COMPLETE LO SIGUIENTE –
1/ Según el texto sobre las protestas en Chile, ¿cuántos jóvenes sin trabajo ni estudios existen en la actualidad?
2/ Prosiga el texto sobre las protestas en Chile a partir de su última oración.

TEXTO DE LA PÁGINA –
La consolidación de una Plaza de la Dignidad en Santiago y la presencia del pueblo en las calles de todo Chile son significativamente elocuentes de que los cambios demandados debieran concederse sin mayores dilaciones, si es que no se quiere que el descontento siga aumentando y se torne todavía más radical que lo que ahora se comprueba.
Sin embargo, debemos reconocer que muchos empiezan a manifestar disconformidad con los niveles de violencia y destrucción materializados por grupos vandálicos e irreflexivos que más bien parecen estar colaborando con los sectores renuentes a los cambios. Por algo, se asume que una de las estrategias de las autoridades en todo el mundo acosadas por el descontento social es la de infiltrar a los grupos opositores y disidentes a fin de inducirlos a realizar acciones que intimiden a la población, les sirvan de pretexto para extremar las medidas represivas y logren, finalmente, desbaratar los cambios.
Así sucedió en Chile antes y después de la Dictadura cuando ahora, por ejemplo, se reconoce que algunos partidos y movimientos allendistas fueron incitados a defender posiciones y acciones que finalmente alimentaron la conspiración y el golpismo militar derechista. Tampoco podemos olvidar cómo los propios militares y el llamado lumpen eran reclutados por Carabineros para acometer acciones violentistas para desprestigiar la resistencia pacífica contra Pinochet. Ciertamente, que la existencia en la actualidad de más de 500 mil jóvenes sin trabajo y estudios se constituye en el caldo de cultivo de la delincuencia común, del narcotráfico y facilita la fácil captura se éstos como mercenarios de las policías y servicios de seguridad.

DATOS PROPORCIONADOS –

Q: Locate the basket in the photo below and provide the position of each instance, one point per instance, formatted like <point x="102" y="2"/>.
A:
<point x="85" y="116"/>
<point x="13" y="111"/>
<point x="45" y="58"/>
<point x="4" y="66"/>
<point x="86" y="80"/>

RESPUESTAS –
1/ Más de 500 mil jóvenes.

2/
Con ello no queremos decir que la violencia derivada de muchas manifestaciones sea consecuencia necesariamente de la acción de grupos infiltrados. Por supuesto, mucho de lo obrado es expresión genuina del propio descontento social y la justa rabia que se va acumulando a causa de la dilación programada de las demandas sociales a fin de salvar el sistema vigente, darle un nuevo respiro a la Constitución Pinochet-Lagos e intentar que la clase política siga suplantando a las expresiones sociales hoy expresadas en la actual Mesa Social consolidada al calor del legítimo alzamiento popular. La misma que acaba de romper el diálogo con La Moneda en vista de la constante burla de parte de las autoridades.
Es ineludible comprobar todos los días el clamor de centenares de chilenos que, manifestándose partidarios del descontento y la protesta, se reconocen víctimas del vandalismo que ataca inclementemente a los pequeños comerciantes, que destruye barrios y plazas y daña el patrimonio cultural y patrimonial de toda la población, especialmente de los que son más pobres y miembros de los sectores medios. El estupor, por ejemplo, de los cientos de miles de estudiantes que quisieron rendir su prueba de ingreso a las universidades pero fueron amenazados e impedidos de hacerlo por los grupos más rebeldes de las organizaciones de los secundarios. Así sea que la inmensa mayoría de los estudiantes, profesores, padres y apoderados compartan el diagnóstico de la educación elitista y excluyente que rige todavía el sistema educacional chileno y quisieran se elimine una prueba obsoleta y discriminatoria que se impone como condición para ingresar a las universidades.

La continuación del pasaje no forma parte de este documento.